As we noted when the ruling came out, allowing the copyright on cheerleader uniforms to stand, with a weird “new test” (basically whether you can “separate” the design from the useful article, and if the separated design is copyright-eligible), would lead to a lot of lawsuits pushing the boundaries of that test. And that’s exactly what’s happening. And it may ruin Halloween this year. Because suddenly, Halloween costume designers are starting to sue. Specifically, a costume maker named (no joke) “Rasta Imposta” is suing K-mart for having the audacity to sell someone else’s banana costume. Really. This is straight out of the complaint:
Incredibly, Rasta Imposta argues that basic features of a banana are its “distinct visual elements.”
The appearance and trade dress of Rasta Imposta?s distinctive Banana Design is identified by a combination of arbitrary and distinct visual elements which make up its overall appearance, design, and trade dress, including, but not limited to the Banana Design?s bright yellow color with dark tips at the ends, the lines running down the sides, the Banana Design?s placement of the banana ends, and the cutout holes in the Banana Design.
I don’t see how Rasta Imposta can legitimately argue that its copyright covers the yellow color of a banana, the dark tips or lines running down the side. That’s kinda common to all bananas. But, still, it insists another banana is infringing.
The Kmart Totally Ghoul Costume has the same shape as the Banana Design, the ends of the banana are placed similarly, the vertical lines running down the middle of the banana are placed similarly, the one-piece costume is worn on the body the same way as the Banana Design, and the cut out holes are similar to the Banana Design.
And, no, I have no idea why Kmart has named its Banana costume “Totally Ghoul.”
This whole thing seems particularly pointless. It’s a freaking costume of a banana. But, alas, with the Supreme Court flinging open the door to pulling out elements of costumes and making them copyrightable, expect more of these lawsuits.
Filed Under: banana, copyright, costumes, halloween, scotus
Companies: kmart, rasta imposta
Comments on “How The Supreme Court's Continued Misunderstanding Of Copyright Ruined Halloween”
Imposta v. Imposter
Kmart also should expect a lawsuit from Michael Jackson’s estate, what with the one glove and all. And PETA/Naruto (relationship status: it’s complicated) because all your bananas are belong to us.
on the other hand...
The Orville is a better Star Trek than actual Star Trek (Discovery). So there’s that.
Re: on the other hand...
That’s not saying much – The Orville is a 5 minute skit CRAMMED into an hour time slot.
(Does a Google image search on “banana costume”)
(Sees a great many OTHER similar banana costumes from others sources)
(Wanders off mumbling angrily)
Re: Re:
(Rasta Imposta: Does a Google image search on “costume”)
(Rasta Imposta: Sees a great many OTHER costumes from others sources)
(Rasta Imposta: Starts slinging lawsuits, because all costumes are distinctly designed with fabric and/or other materials and thus must be infringing their distinct visual elements.)
Wait, Kmart still exists? I thought they went extinct years ago.
Re: K-Mart?
If you’re in Canada, yes, they went extinct years ago. Actually, it’s worse than that. The stores were either closed or sold to Zellers, another extinct dinosaur. Zellers closed to make way for Target Canada. Again, extinct. There are many vacant former Target Canada locations and often all the landlords can do with the spots is split them into smaller stores.
In another country? Your mileage may vary.

** Work to complete **
- 1) Answer these from the banana costume article, one per line:
(a) What name does Kmart give its banana costume?
(b) Which costume maker is suing Kmart?
(c) According to the comment about Canada, what did Zellers close to make way for?
- 2) Echo the stretch of the banana costume article from "(Rasta Imposta: Starts" through "distinct visual elements.)".

(Entries from a point annotation set)
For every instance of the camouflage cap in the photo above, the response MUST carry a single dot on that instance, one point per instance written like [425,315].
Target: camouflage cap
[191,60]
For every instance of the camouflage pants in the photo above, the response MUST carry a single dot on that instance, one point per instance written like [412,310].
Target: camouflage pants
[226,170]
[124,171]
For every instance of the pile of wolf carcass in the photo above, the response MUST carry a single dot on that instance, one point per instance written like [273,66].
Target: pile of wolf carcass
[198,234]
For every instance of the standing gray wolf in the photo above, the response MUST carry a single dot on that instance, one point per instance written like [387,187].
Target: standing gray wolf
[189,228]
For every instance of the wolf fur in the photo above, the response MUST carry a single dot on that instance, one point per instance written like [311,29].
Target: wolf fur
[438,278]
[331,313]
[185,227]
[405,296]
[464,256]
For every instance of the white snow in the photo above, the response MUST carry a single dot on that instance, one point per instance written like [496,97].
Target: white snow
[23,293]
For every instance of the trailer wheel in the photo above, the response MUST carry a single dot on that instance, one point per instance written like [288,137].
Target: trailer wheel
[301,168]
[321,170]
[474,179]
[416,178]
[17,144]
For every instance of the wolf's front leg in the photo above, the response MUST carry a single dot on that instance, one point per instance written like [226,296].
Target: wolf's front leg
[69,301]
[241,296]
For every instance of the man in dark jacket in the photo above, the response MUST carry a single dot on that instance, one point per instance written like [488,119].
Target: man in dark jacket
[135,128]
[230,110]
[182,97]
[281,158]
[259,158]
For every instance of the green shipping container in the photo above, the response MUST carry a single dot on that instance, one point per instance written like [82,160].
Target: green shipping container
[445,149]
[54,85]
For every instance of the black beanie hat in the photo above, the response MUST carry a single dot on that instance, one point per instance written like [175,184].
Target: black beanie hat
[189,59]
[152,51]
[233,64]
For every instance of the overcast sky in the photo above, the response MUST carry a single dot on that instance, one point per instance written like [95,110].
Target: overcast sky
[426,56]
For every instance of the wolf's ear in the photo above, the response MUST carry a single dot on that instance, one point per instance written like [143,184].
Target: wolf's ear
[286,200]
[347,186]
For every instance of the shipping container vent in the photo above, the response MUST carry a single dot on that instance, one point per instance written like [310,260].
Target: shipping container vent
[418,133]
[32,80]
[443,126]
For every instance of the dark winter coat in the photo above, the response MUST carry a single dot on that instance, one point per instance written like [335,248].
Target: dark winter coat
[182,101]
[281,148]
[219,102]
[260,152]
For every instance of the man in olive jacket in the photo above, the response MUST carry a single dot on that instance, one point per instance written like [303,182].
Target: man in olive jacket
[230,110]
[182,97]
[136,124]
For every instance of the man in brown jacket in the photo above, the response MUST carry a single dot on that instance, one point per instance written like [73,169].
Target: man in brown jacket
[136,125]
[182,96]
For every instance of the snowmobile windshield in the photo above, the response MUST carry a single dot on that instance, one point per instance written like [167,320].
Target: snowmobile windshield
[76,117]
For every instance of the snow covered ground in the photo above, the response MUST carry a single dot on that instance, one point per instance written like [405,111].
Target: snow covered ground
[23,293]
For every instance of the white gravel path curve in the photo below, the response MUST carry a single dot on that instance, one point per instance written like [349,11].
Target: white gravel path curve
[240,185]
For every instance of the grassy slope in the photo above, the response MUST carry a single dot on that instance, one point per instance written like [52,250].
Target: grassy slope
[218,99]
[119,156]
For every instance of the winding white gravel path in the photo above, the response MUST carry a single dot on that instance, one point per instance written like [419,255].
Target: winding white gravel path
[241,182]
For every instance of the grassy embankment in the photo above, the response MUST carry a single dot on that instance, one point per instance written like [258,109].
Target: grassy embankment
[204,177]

** Answers given **
- 1)
(a) Totally Ghoul
(b) Rasta Imposta
(c) Target Canada

- 2)
(Rasta Imposta: Starts slinging lawsuits, because all costumes are distinctly designed with fabric and/or other materials and thus must be infringing their distinct visual elements.)